En outre, les Américains conservent la base de la baie Guantanamo pour ravitailler leurs navires en charbon et les héberger le cas échéant.

– Mais ils la louent cette base ! Je suis d’accord que Washington met bien en place un système à travers le monde pour asseoir sa puissance. A la suite de sa victoire dans la guerre hispano-américaine de 1898, le traité de Paris lui donne les Philippines, Guam, Porto-Rico et Cuba. Sur ces différents territoires, les Américains bâtissent des bases navales  comme appui de leur nouvelle et puissante Us Navy. Ils s’assurent juste que ces pays ne se dotent pas de gouvernements hostiles mais ils les laissent, progressivement, décider de leur destin.

– M. Jusserand, pensez-vous un instant que le protectorat sur Cuba ne posera jamais de difficulté aux habitants concernés ? Ont-ils été consultés dans le traité de Paris ? Certainement pas. Avec Guantanamo, cette possession située sur le sol même de l’île et qui échappe à tout contrôle en dehors du leur, nous voyons bien que les Américains pratiquent dans les relations internationales le même cynisme que leurs grands frères européens.

• [Consignes de travail]:
• 1. Relevez dans l'extrait tout ce qui va de « En outre, les » jusqu'à « de leur destin. ».
• 2. D'après l'extrait, quels territoires le traité de Paris donne-t-il à Washington ?
• 3. Dites si chacune de ces phrases va dans le sens de l'extrait, par oui ou par non, en citant les mots qui tranchent.
(a) Les Américains gardent la base de Guantanamo pour ravitailler leurs navires en charbon.
(b) Les habitants de Cuba ont été consultés lors du traité de Paris.
(c) La guerre hispano-américaine a eu lieu en 1898.
Appuyez-vous seulement sur l'extrait, sans rien y ajouter.

• [Données enregistrées]:
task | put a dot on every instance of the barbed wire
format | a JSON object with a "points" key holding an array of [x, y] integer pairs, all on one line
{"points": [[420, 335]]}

• [Réponses par consigne]:
• 1.
En outre, les Américains conservent la base de la baie Guantanamo pour ravitailler leurs navires en charbon et les héberger le cas échéant.

– Mais ils la louent cette base ! Je suis d’accord que Washington met bien en place un système à travers le monde pour asseoir sa puissance. A la suite de sa victoire dans la guerre hispano-américaine de 1898, le traité de Paris lui donne les Philippines, Guam, Porto-Rico et Cuba. Sur ces différents territoires, les Américains bâtissent des bases navales  comme appui de leur nouvelle et puissante Us Navy. Ils s’assurent juste que ces pays ne se dotent pas de gouvernements hostiles mais ils les laissent, progressivement, décider de leur destin.

• 2. Les Philippines, Guam, Porto-Rico et Cuba.

• 3.
(a) Oui : « les Américains conservent la base de la baie Guantanamo pour ravitailler leurs navires en charbon ».
(b) Non : « Ont-ils été consultés dans le traité de Paris ? Certainement pas. »
(c) Oui : « sa victoire dans la guerre hispano-américaine de 1898 ».